• [Apply what you read]:
**1)** From the text on human rights in the CSCE negotiations, reproduce word for word the stretch that runs from "Nevertheless, the real" up to and including "détente (Morgan, 2018).".
**2)** In the text on human rights in the CSCE negotiations, which treaty is named as the starting point of the EC's European integration project, and in what year was it concluded?

(Selected extract Opens)

While the Soviets and their allies were pushing for their conceptions of European security, the EC countries remained adamant that no progress could be reasonably expected unless both sides could agree on tangible results on the question of human rights. It led to prolonged negotiations, with each side blaming the delay on the other side’s lack of determination to strike the deal. The strategy EC countries adopted in order to challenge the Soviets’ conception of security based on the inviolability of frontiers was built on two principles. First, inviolability only excluded the possibility of redrawing the frontiers by using military force, not by peaceful means. Second, EC countries targeted the contradictions in the Soviets’ position toward international law and sovereignty questions. They accused the soviets of acting according to double-standards by clinging to privileges associated with sovereignty when it came to their own internal affairs while denying Eastern European countries of the same privilege by constantly intervening, even through outright military means, in the internal affairs of their satellites in the name of communist internationalism (Morgan, 2018).

Nevertheless, the real objective that Western Europeans were pursuing by challenging the Soviets’ position was to force it to concede that human rights norms constitute one of the core issues of international security. In their views, CSCE could only guarantee lasting peace and security in the continent by establishing the standards for good conduct, which entailed the recognition of human rights norms as fundamental components of security in Europe. Strict respect for the rights of one’s own citizens would create an atmosphere of confidence that the Europeans felt was necessary for genuine détente (Morgan, 2018).

Their insistence on the question of human rights derived from a number of sources. Apart from the UN Charter, 1948 UDHR, and the 1960s covenants, most of the Western European countries participating in the CSCE preliminary negotiations were members of EC that had been advancing a European integration project, since the conclusion of the Treaty of Brussels in 1948, based on respect for human rights. In the early 1970s, EC intensified its efforts to establish human rights as one of the main components of the emerging European identity and unite the continent under a single code of conduct (European Foreign Policy: Key Documents: 127). A more profound source was the intellectual, cultural, social, and technological transformations in the Western societies in the 1960s and 1970s that placed human rights at the center of their moral ideals. A new human rights discourse emerged, as discussed above, in reaction to the Cold War and the ideological frustrations of the previous decades that demanded the revival of the human rights language during World War II. The rise of transnational human rights advocacy networks and the formation of several non-governmental activists’ organizations dedicated to promoting human rights as the global consciousness of a new world provided further social impetus (European Foreign Policy: Key Documents; Morgan, 2018).

A new understanding of peace and security emerged as a result of these factors. While the Soviet Union and its allies had still clung to traditional concepts of peace conceived of as the external behaviors of states, non-aggression in an international setting, and respect for national borders and sovereignty of other states, Western Europeans were developing a new conception of peace and security that required respect for human beings and their “universal” rights and liberties. In their view, “only the pairing of security and liberty can enable the construction of fruitful and lasting cooperation” (Morgan, 2018).

(Selected extract Closes)
(Dataset excerpts Opens)

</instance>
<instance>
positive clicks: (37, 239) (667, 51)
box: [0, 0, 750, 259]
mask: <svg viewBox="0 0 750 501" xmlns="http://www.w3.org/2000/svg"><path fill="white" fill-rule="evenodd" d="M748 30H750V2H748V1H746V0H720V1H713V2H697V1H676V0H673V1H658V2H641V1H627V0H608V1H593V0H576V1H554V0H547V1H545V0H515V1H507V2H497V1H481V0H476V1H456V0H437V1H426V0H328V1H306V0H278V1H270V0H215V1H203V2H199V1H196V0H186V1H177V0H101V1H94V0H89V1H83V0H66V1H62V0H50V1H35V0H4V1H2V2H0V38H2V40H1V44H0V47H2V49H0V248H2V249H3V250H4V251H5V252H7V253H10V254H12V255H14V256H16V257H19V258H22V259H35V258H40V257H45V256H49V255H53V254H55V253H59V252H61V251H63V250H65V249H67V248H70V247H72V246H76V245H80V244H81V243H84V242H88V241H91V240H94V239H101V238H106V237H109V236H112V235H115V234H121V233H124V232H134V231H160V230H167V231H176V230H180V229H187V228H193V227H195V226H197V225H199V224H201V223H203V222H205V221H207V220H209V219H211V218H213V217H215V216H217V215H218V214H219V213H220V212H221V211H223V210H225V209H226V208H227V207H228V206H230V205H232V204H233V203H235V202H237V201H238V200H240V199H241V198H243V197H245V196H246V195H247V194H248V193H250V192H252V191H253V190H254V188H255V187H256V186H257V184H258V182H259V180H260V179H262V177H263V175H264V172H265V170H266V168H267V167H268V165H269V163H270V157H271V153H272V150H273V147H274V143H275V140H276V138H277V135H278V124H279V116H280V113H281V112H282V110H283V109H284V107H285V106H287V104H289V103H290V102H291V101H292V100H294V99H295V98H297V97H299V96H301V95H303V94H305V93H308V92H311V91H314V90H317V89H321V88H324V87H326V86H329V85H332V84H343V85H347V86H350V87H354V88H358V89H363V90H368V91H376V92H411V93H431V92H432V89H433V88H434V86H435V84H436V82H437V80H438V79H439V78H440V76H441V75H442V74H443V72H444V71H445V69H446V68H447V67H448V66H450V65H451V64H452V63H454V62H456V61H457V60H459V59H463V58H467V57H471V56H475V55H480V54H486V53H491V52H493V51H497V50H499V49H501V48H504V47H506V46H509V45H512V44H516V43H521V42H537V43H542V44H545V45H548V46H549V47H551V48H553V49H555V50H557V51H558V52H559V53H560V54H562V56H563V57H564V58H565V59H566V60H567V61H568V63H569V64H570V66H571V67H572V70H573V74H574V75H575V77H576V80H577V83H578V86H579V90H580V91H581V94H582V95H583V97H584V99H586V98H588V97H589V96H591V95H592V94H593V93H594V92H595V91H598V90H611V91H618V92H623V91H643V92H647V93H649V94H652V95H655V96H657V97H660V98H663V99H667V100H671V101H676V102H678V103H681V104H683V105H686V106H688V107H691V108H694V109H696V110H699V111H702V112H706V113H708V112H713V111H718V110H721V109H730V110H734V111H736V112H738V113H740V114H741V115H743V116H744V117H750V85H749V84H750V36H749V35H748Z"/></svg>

(Dataset excerpts Closes)

• [Answers for the exercise]:
**1)**
Nevertheless, the real objective that Western Europeans were pursuing by challenging the Soviets’ position was to force it to concede that human rights norms constitute one of the core issues of international security. In their views, CSCE could only guarantee lasting peace and security in the continent by establishing the standards for good conduct, which entailed the recognition of human rights norms as fundamental components of security in Europe. Strict respect for the rights of one’s own citizens would create an atmosphere of confidence that the Europeans felt was necessary for genuine détente (Morgan, 2018).

**2)** The Treaty of Brussels, concluded in 1948.